__Source text__

---+---

It will be noted that the inward and outward movement of the vanes 3 in the sealed slots 2 as the rotor passes through the phases a, b and c suggests a pumping action. It is this action, normally wasted, that the present invention harnesses to accomplish useful work.

According to the present invention, grooves 12 and 14 are formed in end plates 7 and 8 opposite the path travelled by the inner ends of the vane slots 2 during the suction portion and the discharge portion, respectively, of their cycles. Grooves 12 communicate with a gas supply via inlet means comprising channels 13, and grooves 14 communicate with outlet means via channels 15, in the FIG. 2 embodiment, or conduit 34, in the FIG. 3 embodiment. It will now be seen that the angle a represents the suction phase of the space behind vanes 3 in slots 2 as well as the suction phase of each working chamber 11, because during the suction phase of each working chamber 11, the vanes 3 defining it are moving outward, enlarging the space left behind them in slots 2 and forming second working chambers. Similarly, and for complementary reasons, angle b represents the compression phase for the vane slots. During the discharge phase, represented by angle c, the vane slots are in communication with the grooves 14 in the end plates and thereby, via the channels 15 or conduit 34, with the outlet.

By this invention, a secondary compression unit is formed in the slots 2, and the capacity of the compressor will be increased by the total stroke volume of the sum of the vane slots, an amount that can reach about 10% or more.

By limiting the length of the grooves 14 or by locating them sufficiently far from the rotor axis so that they are overlapped by the vanes 3 near the end of the discharge phase of chambers 11, the vane slots 2 will be sealed from channels 13 at the end of the phase represented by angle c, that is, before the vanes have reached their innermost position in the vane slots. In this way a compression phase arises in the vane slots during the rotation of the rotor through angle d. This compression retards the inward movement of vanes 3, causing some loss of compressor output, but it simultaneously helps to eliminate vane jumping and ensures a firm engagement of the vanes against the inner circumferential wall of stator 4.

FIG. 2 shows one application of the invention, in which the compressor is connected to an expansion system having a circulating medium, as might be, for example, the case in a refrigeration plant. The discharge opening 23 of the compressor is connected to a condensor 17, from which the condensed refrigeration medium is led via a first expansion valve 19 to an intermediate pressure receptacle 21. From the bottom of this receptacle, liquid is led via the expansion valve 20 to the evaporator 18 and from there back to the inlet passage 5 of the compressor. The separated gas is led from the top of the receptacle 21 via the conduit 22 and channels 13 to the grooves 12 in the end plates of the compressor. From grooves 12 the gas is led into the vane slots 2 as each slot passes over groove 12 during the suction phase of the compressor cycle. The gas in each slot 2 is compressed as the vane retracts into the slot and is then discharged through the grooves 14 into channels 15 and on to the discharge opening 23.

While the principle of directing gas from an intermediate pressure receptacle in a refrigeration system back to an intermediate stage in the compressor is known, the present invention makes use of the pressure that the gas already has, pressure that would be wasted if the conduit 22 was connected to the inlet 5. By using the vane slots to compress the intermediate pressure gas, several advantages are obtained: the pumping action of the vanes is harnessed for useful work, and the pressure possessed by the gas in the vane grooves helps to press the vanes outwards even during the suction phase, promoting good engagement of the vanes with the stator wall and reducing vane jumping. In contrast to other systems, an improved cooling effect is obtained without increased effect on the axle of the compressor, since the vane slots must be pressurized in any case to obtain good sealing.

---+---

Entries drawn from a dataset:

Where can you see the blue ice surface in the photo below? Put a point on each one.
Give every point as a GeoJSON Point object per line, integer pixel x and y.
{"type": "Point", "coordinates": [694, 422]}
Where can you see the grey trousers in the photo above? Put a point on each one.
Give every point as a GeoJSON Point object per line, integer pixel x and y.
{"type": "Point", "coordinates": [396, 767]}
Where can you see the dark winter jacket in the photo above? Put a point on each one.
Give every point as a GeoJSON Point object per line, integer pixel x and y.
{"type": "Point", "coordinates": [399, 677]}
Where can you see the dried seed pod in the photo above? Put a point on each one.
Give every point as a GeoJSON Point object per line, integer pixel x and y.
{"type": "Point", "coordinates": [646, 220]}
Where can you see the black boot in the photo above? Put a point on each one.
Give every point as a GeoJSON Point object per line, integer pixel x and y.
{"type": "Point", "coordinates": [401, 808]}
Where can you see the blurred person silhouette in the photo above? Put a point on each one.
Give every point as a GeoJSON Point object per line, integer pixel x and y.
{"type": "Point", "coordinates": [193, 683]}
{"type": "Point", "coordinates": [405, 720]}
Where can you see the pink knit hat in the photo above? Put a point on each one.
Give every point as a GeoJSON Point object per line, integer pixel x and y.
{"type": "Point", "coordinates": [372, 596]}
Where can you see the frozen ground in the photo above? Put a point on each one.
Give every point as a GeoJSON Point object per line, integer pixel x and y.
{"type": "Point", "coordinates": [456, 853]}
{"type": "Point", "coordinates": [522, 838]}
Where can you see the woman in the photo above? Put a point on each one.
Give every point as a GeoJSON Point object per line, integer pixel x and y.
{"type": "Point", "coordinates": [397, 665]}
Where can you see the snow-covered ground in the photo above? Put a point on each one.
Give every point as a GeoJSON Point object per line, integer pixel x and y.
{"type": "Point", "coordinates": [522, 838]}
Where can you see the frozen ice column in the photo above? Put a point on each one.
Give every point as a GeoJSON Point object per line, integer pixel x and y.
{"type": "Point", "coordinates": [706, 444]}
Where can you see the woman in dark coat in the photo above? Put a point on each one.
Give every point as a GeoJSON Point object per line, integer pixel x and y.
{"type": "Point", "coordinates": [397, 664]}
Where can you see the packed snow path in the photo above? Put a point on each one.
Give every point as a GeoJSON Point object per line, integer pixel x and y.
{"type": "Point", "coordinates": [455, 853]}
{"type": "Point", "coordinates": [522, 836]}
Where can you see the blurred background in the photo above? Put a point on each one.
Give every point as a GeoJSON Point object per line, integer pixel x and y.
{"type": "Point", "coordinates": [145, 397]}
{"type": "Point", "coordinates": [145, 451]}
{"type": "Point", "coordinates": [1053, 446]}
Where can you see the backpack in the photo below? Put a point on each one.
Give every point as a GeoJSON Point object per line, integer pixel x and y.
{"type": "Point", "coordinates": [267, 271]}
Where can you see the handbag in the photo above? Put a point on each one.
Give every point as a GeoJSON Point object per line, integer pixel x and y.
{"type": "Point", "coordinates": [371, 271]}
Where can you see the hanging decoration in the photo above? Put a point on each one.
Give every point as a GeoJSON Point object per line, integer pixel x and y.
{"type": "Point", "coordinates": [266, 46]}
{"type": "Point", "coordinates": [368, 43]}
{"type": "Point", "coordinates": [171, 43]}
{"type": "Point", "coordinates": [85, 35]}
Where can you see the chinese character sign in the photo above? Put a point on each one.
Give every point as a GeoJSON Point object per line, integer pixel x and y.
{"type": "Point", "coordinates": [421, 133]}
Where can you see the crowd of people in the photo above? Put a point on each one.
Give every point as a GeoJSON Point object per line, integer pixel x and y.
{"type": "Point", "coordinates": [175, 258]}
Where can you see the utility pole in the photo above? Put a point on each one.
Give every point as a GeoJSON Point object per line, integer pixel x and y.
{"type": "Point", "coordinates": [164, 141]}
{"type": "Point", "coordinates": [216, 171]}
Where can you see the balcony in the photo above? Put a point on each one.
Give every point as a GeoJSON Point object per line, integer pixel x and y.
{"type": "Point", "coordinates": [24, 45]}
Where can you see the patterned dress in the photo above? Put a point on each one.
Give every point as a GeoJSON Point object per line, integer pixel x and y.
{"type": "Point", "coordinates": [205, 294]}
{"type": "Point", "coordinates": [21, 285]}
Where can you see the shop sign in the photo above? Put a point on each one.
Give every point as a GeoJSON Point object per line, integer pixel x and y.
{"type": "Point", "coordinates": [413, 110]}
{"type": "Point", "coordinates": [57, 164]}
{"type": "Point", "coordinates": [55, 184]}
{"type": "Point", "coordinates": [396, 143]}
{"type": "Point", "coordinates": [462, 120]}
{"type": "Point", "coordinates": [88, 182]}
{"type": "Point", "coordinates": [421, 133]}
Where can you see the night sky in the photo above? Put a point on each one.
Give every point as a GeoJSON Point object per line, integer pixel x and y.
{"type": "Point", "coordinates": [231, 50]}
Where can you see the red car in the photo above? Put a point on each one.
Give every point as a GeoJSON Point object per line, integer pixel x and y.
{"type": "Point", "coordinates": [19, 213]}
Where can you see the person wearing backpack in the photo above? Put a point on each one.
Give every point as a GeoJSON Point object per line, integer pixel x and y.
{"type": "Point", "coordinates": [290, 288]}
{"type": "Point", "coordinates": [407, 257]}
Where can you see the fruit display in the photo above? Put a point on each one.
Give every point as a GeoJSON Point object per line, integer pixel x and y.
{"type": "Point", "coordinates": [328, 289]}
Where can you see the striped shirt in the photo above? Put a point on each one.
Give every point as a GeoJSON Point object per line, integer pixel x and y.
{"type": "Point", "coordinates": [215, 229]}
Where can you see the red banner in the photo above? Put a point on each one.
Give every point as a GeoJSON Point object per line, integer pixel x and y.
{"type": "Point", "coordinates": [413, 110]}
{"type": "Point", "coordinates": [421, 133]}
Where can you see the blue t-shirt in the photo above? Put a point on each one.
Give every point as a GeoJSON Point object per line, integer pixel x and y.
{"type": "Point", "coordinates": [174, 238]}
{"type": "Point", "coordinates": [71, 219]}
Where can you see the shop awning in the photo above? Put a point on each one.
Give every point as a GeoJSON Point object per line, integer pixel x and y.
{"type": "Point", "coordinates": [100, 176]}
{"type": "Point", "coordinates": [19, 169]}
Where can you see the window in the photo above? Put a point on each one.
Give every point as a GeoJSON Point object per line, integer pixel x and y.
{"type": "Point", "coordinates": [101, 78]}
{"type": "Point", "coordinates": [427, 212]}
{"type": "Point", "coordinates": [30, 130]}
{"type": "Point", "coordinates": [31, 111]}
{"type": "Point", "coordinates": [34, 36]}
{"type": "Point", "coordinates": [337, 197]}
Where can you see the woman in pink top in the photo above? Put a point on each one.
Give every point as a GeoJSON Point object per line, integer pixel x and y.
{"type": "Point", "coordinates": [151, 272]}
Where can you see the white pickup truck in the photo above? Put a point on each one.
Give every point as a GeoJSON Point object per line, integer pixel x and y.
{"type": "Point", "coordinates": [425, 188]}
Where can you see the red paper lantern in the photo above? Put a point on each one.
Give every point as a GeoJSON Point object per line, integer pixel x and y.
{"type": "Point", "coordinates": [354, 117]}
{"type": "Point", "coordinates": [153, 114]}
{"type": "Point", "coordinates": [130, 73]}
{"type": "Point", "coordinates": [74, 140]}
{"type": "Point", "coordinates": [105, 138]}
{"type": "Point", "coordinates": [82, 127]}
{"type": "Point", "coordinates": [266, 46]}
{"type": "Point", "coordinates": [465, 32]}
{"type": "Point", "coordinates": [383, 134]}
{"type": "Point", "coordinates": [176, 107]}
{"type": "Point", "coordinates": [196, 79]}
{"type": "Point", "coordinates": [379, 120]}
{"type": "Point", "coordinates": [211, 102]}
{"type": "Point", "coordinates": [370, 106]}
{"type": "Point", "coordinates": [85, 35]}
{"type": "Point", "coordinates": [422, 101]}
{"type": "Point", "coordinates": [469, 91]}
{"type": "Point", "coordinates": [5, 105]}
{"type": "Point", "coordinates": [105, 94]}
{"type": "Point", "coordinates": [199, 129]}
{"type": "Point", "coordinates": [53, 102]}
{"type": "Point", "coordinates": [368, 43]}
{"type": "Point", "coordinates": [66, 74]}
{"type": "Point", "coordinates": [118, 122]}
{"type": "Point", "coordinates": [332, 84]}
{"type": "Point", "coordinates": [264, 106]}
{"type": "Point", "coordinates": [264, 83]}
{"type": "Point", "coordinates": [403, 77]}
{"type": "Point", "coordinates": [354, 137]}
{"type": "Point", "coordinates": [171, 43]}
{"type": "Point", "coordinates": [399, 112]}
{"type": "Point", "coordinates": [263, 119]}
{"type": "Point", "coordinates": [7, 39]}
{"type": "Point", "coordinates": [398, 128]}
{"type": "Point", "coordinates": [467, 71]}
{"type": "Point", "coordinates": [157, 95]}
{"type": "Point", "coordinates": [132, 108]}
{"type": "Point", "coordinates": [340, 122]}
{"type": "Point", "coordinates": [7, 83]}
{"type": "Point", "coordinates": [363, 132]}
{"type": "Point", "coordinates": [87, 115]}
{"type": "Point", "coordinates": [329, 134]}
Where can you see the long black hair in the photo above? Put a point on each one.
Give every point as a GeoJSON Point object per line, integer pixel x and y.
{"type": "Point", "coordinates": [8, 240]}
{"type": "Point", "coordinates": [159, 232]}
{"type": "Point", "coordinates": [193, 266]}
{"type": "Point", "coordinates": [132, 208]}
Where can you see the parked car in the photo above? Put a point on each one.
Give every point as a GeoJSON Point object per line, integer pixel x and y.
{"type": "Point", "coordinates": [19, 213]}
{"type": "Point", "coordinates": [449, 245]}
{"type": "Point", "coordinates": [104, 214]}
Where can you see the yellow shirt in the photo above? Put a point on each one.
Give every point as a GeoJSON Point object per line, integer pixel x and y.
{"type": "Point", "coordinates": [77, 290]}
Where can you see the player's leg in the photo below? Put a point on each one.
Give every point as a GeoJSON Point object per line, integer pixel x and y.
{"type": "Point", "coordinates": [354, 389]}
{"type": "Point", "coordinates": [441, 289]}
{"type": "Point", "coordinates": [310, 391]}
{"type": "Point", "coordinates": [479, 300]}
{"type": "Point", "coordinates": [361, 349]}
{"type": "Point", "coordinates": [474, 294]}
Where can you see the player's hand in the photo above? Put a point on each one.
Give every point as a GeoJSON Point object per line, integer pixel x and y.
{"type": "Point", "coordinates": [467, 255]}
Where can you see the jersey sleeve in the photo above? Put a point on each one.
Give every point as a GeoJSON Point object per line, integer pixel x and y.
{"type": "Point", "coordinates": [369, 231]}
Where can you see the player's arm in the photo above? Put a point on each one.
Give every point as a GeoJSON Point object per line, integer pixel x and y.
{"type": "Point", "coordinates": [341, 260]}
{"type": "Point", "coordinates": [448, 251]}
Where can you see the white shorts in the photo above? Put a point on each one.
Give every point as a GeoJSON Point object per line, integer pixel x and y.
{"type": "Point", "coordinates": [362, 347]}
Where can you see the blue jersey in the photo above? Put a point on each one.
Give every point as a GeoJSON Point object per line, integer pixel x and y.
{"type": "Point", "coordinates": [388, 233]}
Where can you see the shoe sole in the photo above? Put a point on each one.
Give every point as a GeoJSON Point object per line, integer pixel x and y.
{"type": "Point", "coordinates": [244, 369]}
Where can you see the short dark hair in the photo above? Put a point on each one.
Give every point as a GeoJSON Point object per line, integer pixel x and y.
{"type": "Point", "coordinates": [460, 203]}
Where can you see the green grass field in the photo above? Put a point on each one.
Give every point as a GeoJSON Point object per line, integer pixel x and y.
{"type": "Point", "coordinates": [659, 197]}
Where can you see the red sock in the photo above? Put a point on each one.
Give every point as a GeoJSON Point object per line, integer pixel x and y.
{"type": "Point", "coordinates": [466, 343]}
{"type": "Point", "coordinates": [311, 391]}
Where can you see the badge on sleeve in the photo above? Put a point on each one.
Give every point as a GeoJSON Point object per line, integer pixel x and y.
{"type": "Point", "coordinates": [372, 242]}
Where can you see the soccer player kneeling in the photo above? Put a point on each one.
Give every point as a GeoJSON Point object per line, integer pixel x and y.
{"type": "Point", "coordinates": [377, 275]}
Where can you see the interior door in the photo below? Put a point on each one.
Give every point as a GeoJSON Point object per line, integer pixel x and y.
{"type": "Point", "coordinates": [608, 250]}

---+---

__Required work__
1) State how many lines of the listing contain the string "below", giving the number alone.
2) Write the next portion of the vane compressor passage, beginning immediately after its final sentence.
The vane compressor passage and the listing were taken from unrelated sources.

__Answers for the tasks__
1) 4

2)
FIG. 3 shows how the invention can be used to compress a refrigeration medium in two stages. Refrigeration gas enters through inlet passage 5 of the compressor to working chambers 11, where it is compressed in a first stage to an intermediate pressure. This gas leaves the compressor through outlet passages 6 and is led by conduit 31 to an intermediate cooler 32. The intermediate pressure gas from the cooler is led by conduit 33, channels 13 and grooves 12 into the vane slots 2. As described in detail above, the gas is further compressed in slots 2, and this high pressure gas is fed, via the grooves 14 and conduit 34, to a condensor 35. From the condensor the gas passes through expansion valve 36 and is vaporized in an evaporator 37, from which the low pressure gas again is returned to the compressor through inlet passage 5. It will be appreciated that in this embodiment also the vanes are urged against the inner circumferential stator wall by the pressure of the gas in the vane slots simultaneously as the vane slots perform useful work.

FIG. 4 demonstrates how one may increase the working volume of the vane slots by widening the vane slots 2, and, correspondingly, vanes 3a. In this way the working volume of slots 2 can be adapted to the volume of the working chambers 11.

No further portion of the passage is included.